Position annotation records
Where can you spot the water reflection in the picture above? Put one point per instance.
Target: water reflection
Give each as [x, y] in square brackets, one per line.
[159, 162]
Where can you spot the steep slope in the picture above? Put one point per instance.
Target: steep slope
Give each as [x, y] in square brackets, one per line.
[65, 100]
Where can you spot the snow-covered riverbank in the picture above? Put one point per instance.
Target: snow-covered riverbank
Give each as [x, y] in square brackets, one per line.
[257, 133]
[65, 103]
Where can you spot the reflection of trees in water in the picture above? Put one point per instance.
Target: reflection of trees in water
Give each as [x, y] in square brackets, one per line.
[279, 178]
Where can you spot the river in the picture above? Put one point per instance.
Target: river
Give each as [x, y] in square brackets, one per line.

(Exercise aim)
Swap "Put one point" for "Place one point" wherever it appears in the items above, leaving everything else unchanged, and write out all the lines again.

(Exercise output)
Where can you spot the water reflection in the picture above? Place one point per instance.
Target: water reflection
Give each as [x, y] in square brackets, one per line.
[159, 162]
Where can you spot the steep slope in the picture above? Place one point per instance.
Target: steep slope
Give each as [x, y] in square brackets, one per line.
[65, 100]
Where can you spot the snow-covered riverbank in the picture above? Place one point per instance.
Target: snow-covered riverbank
Give each as [x, y] in square brackets, one per line.
[257, 133]
[65, 103]
Where can you spot the reflection of trees in water in the picture above? Place one point per instance.
Target: reflection of trees in water
Give each as [x, y] in square brackets, one per line.
[279, 178]
Where can you spot the river in the picture above? Place one point per instance.
Target: river
Give each as [x, y] in square brackets, one per line.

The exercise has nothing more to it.